### 입력 기록
· · · ·
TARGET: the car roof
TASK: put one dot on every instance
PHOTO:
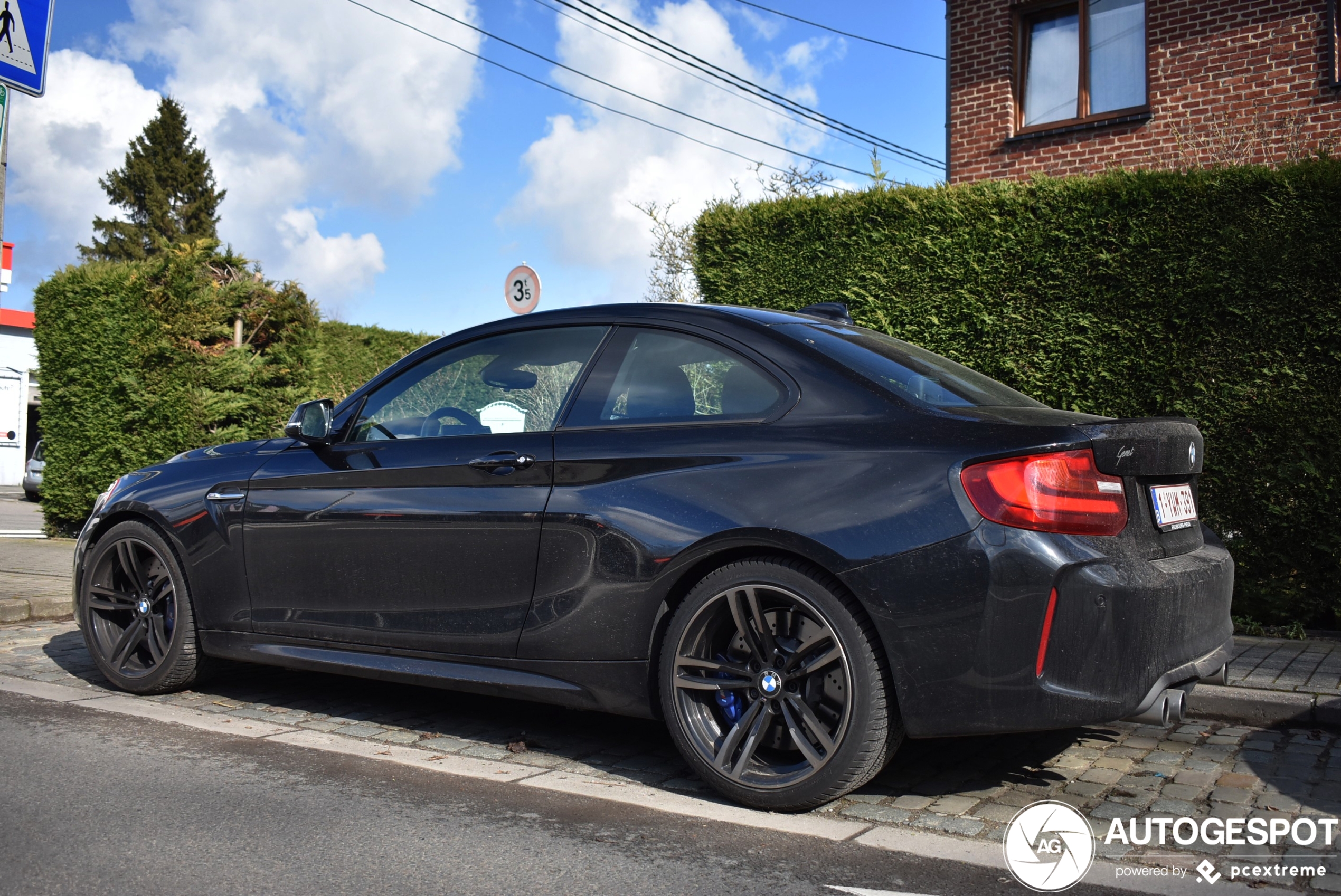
(612, 312)
(664, 310)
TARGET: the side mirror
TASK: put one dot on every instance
(311, 422)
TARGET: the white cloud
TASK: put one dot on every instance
(590, 169)
(61, 145)
(333, 265)
(307, 103)
(302, 106)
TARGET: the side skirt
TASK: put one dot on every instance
(613, 688)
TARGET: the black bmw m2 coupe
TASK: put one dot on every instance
(796, 540)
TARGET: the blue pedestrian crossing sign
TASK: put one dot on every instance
(24, 35)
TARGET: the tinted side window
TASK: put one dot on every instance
(654, 375)
(510, 384)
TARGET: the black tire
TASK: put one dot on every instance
(736, 716)
(135, 610)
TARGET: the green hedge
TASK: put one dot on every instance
(349, 355)
(138, 364)
(1207, 294)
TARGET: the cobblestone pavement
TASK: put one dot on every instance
(35, 568)
(1274, 665)
(963, 787)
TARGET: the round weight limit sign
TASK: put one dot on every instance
(522, 290)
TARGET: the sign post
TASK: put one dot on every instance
(24, 41)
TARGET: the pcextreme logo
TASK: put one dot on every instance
(1049, 847)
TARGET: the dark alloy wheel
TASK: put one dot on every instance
(136, 613)
(773, 689)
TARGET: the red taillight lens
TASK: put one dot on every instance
(1061, 492)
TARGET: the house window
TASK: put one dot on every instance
(1335, 43)
(1081, 61)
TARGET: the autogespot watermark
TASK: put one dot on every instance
(1049, 847)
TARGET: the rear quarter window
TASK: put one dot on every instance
(907, 370)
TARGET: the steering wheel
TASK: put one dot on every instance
(470, 426)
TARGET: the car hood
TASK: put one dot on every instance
(231, 449)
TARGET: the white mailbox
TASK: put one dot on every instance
(503, 417)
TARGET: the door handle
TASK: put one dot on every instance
(500, 460)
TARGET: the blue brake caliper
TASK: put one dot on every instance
(729, 701)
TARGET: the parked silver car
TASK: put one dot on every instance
(33, 473)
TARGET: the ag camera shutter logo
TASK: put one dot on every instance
(1049, 847)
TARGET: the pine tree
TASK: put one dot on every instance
(167, 188)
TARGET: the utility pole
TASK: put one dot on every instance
(4, 149)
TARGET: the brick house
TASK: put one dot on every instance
(1076, 86)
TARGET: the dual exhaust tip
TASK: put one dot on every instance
(1170, 706)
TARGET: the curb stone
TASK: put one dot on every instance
(19, 610)
(1261, 708)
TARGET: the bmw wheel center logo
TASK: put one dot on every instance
(770, 682)
(1049, 847)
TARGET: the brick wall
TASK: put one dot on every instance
(1230, 81)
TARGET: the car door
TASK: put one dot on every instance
(420, 528)
(664, 446)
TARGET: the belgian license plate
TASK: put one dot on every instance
(1174, 507)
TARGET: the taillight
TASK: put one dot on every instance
(1060, 492)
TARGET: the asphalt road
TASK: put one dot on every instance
(93, 803)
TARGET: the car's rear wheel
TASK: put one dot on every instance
(774, 688)
(135, 610)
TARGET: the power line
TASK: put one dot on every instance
(629, 93)
(716, 85)
(743, 83)
(845, 34)
(617, 111)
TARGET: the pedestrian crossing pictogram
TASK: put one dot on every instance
(14, 38)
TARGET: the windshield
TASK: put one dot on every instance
(907, 370)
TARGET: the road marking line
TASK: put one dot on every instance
(861, 891)
(46, 691)
(639, 795)
(989, 855)
(183, 716)
(463, 765)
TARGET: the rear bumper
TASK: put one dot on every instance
(962, 623)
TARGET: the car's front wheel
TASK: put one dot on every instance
(135, 610)
(774, 689)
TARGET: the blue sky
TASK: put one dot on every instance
(399, 180)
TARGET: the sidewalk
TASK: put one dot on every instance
(1276, 681)
(34, 571)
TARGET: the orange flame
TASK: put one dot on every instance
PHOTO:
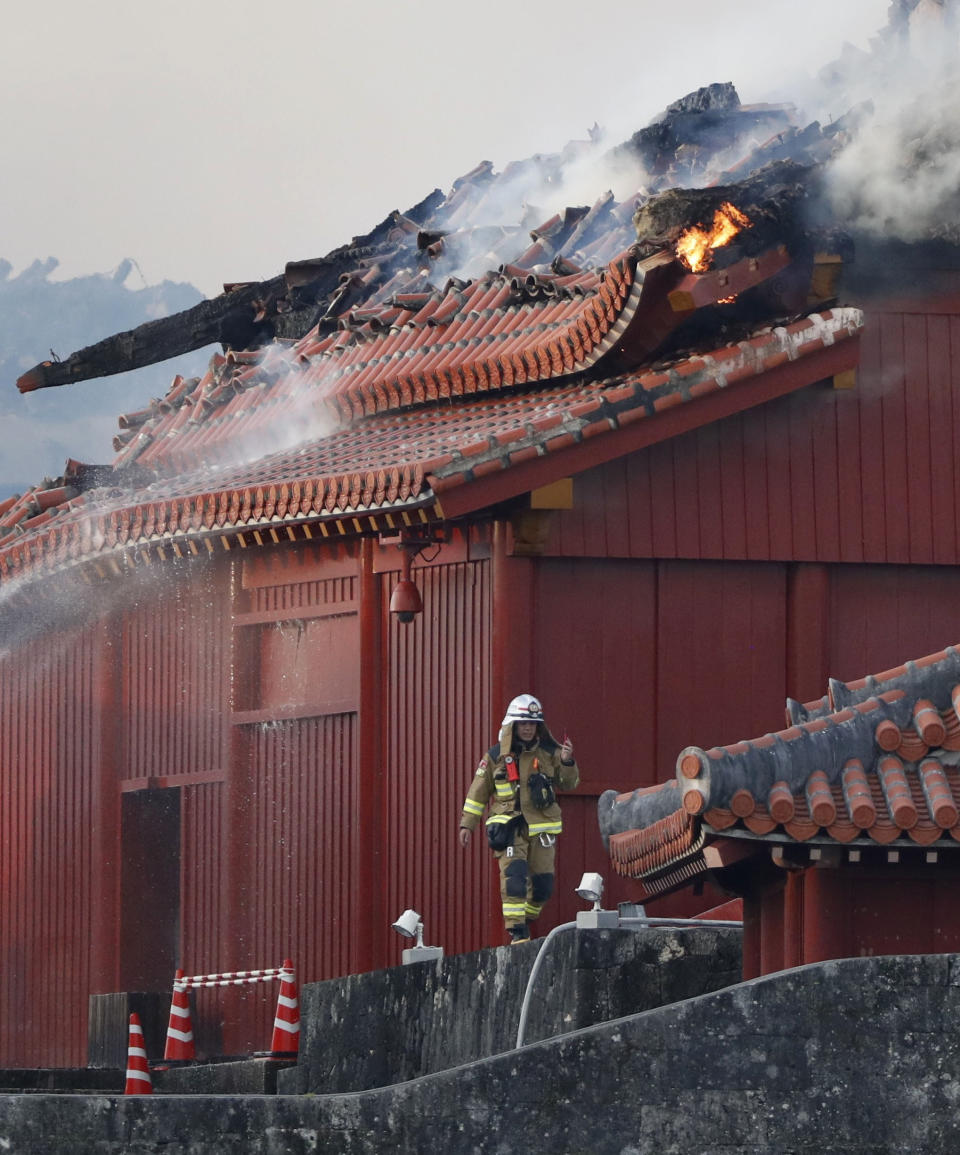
(696, 245)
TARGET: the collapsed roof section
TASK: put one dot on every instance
(407, 389)
(875, 764)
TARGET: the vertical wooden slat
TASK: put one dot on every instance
(916, 440)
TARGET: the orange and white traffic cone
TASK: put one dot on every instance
(179, 1030)
(287, 1023)
(139, 1081)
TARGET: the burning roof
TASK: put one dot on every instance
(469, 332)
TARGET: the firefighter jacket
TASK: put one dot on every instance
(504, 780)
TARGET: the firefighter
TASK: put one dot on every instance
(519, 776)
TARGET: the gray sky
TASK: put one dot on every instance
(214, 140)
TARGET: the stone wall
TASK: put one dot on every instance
(387, 1026)
(857, 1055)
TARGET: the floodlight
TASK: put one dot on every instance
(590, 888)
(409, 925)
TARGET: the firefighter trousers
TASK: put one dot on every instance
(526, 878)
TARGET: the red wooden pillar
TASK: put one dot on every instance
(825, 915)
(772, 929)
(369, 925)
(105, 809)
(793, 919)
(514, 626)
(751, 938)
(808, 631)
(514, 639)
(240, 906)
· · · ·
### 요구 사항
위 기록의 맨 처음부터 "(1207, 294)"가 들어 있는 줄까지, 양 끝 줄을 포함해 한 글자도 바꾸지 말고 다시 적으세요. 사진은 답에 넣지 마세요.

### 정답
TARGET: the car roof
TASK: put one dot on every instance
PHOTO:
(612, 312)
(664, 310)
TARGET: the side mirror
TASK: put one dot on every instance
(311, 422)
TARGET: the white cloud
TASK: put one dot on every instance
(590, 169)
(61, 145)
(333, 265)
(307, 103)
(302, 106)
TARGET: the side skirt
TASK: put one dot on every instance
(613, 688)
TARGET: the black bmw m2 coupe
TASK: put one dot on every instance
(796, 540)
TARGET: the blue pedestrian crossing sign
TASK: put one dot on every instance
(24, 35)
TARGET: the tinted side window
TASK: put one dot on every instance
(654, 375)
(510, 384)
TARGET: the black tire
TASK: put one dot on every instance
(736, 716)
(135, 610)
TARGET: the green hedge
TASK: put one dot on every instance
(349, 355)
(138, 364)
(1207, 294)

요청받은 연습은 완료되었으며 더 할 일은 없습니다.